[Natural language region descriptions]
--*--
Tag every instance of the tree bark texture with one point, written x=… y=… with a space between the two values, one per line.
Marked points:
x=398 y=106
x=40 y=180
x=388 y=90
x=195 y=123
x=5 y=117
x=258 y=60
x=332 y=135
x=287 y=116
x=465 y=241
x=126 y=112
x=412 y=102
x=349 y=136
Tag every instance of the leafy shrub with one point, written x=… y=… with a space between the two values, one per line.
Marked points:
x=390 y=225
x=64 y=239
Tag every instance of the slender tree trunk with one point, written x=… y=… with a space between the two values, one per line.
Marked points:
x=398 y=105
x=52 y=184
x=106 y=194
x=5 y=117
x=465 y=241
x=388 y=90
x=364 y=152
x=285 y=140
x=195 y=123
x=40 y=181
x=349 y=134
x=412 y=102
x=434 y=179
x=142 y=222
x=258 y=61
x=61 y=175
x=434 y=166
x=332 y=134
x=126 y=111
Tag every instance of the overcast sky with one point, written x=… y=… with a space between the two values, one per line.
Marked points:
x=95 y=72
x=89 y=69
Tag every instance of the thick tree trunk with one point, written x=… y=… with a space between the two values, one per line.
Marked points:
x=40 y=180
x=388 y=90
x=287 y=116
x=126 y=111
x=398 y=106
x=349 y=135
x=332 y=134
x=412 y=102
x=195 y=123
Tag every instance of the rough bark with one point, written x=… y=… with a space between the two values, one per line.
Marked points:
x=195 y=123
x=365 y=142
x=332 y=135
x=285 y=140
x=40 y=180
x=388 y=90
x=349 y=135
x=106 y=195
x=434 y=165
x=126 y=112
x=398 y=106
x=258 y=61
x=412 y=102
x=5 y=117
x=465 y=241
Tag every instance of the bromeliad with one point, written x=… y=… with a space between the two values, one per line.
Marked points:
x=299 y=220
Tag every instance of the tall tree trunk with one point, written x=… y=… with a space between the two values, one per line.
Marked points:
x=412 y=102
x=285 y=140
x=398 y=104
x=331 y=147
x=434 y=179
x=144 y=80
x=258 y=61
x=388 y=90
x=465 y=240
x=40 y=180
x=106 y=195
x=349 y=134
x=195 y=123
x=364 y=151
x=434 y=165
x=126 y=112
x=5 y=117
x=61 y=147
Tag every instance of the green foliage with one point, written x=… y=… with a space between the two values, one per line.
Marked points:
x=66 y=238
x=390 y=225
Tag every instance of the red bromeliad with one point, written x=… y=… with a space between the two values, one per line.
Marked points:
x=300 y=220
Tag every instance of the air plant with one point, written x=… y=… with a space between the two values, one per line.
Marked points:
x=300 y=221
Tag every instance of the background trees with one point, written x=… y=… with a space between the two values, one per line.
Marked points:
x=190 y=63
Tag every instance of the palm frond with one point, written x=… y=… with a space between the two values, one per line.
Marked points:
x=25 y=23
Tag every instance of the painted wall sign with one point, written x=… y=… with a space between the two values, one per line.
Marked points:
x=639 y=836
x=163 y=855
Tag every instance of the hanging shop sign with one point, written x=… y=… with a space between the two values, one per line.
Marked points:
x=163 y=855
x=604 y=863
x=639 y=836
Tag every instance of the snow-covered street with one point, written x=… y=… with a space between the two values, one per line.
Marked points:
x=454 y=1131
--*--
The response must contain every entry, each one identical to the original.

Tag every instance of the tree bark texture with one point, written x=… y=… with a space between the two values, one per line.
Marked points:
x=398 y=106
x=40 y=180
x=388 y=90
x=195 y=123
x=5 y=117
x=258 y=60
x=332 y=135
x=287 y=116
x=465 y=241
x=126 y=112
x=412 y=102
x=349 y=136
Tag every instance of the leafy shrub with one point, written x=… y=… with a space between the two values, one per line.
Marked points:
x=390 y=225
x=64 y=239
Tag every instance of the slender tree trunk with one point, written x=… y=… with a space between the two values, one per line.
Marked points:
x=398 y=105
x=52 y=184
x=106 y=194
x=5 y=117
x=465 y=241
x=388 y=90
x=364 y=152
x=285 y=140
x=195 y=123
x=40 y=181
x=349 y=134
x=412 y=102
x=434 y=179
x=142 y=222
x=258 y=61
x=61 y=175
x=434 y=166
x=332 y=134
x=126 y=111
Tag every instance of the overcast sky with one point, written x=… y=… with a space between the two values, one per line.
Marked points:
x=95 y=72
x=89 y=69
Tag every instance of the thick tree trunk with one point, written x=… y=… with a space between the two values, one per line.
Marked points:
x=40 y=180
x=388 y=90
x=287 y=116
x=126 y=111
x=398 y=106
x=349 y=135
x=332 y=134
x=412 y=102
x=195 y=123
Tag every instance of the rough bark with one point, written x=… y=… with a space between the two values, one per line.
Marked points:
x=195 y=123
x=365 y=142
x=332 y=135
x=285 y=140
x=40 y=180
x=388 y=90
x=349 y=135
x=106 y=195
x=434 y=165
x=126 y=112
x=398 y=106
x=258 y=61
x=412 y=102
x=5 y=117
x=465 y=241
Tag every instance of the bromeliad with one point, written x=… y=… with a space between the two values, one per line.
Marked points:
x=299 y=220
Tag every instance of the tall tree trunk with one point, written x=… y=… with a space between the two values, one per line.
Marked points:
x=412 y=102
x=285 y=140
x=398 y=104
x=331 y=147
x=434 y=179
x=144 y=80
x=258 y=61
x=388 y=90
x=465 y=240
x=40 y=180
x=106 y=195
x=349 y=134
x=195 y=123
x=364 y=151
x=434 y=165
x=126 y=112
x=5 y=117
x=61 y=147
Tag every instance of the green foliage with one point, written x=… y=… with a space between the two values, one per line.
Marked points:
x=66 y=238
x=390 y=225
Tag every instance of the red bromeliad with one point, written x=… y=… with a space between the two values, one per line.
Marked points:
x=300 y=220
Tag every instance of the air plant with one point, written x=… y=… with a space between the two values, one per line.
Marked points:
x=300 y=221
Tag every instance of the background trees with one point, written x=… y=… with a space between the two values, one per line.
Marked points:
x=190 y=63
Tag every instance of the palm frond with one point, written x=… y=… with a space between the two values, one per line.
Marked points:
x=25 y=23
Tag every instance of the painted wall sign with one point, written x=… y=… with a space between the two values, one per line.
Marked points:
x=639 y=836
x=163 y=855
Tag every instance of the hanging shop sign with one point, written x=… y=… with a space between the two values, one per line.
Marked points:
x=163 y=855
x=604 y=863
x=639 y=836
Tag every instance of the snow-covered street with one point, written x=… y=… with a space between the two values, one per line.
Marked points:
x=454 y=1131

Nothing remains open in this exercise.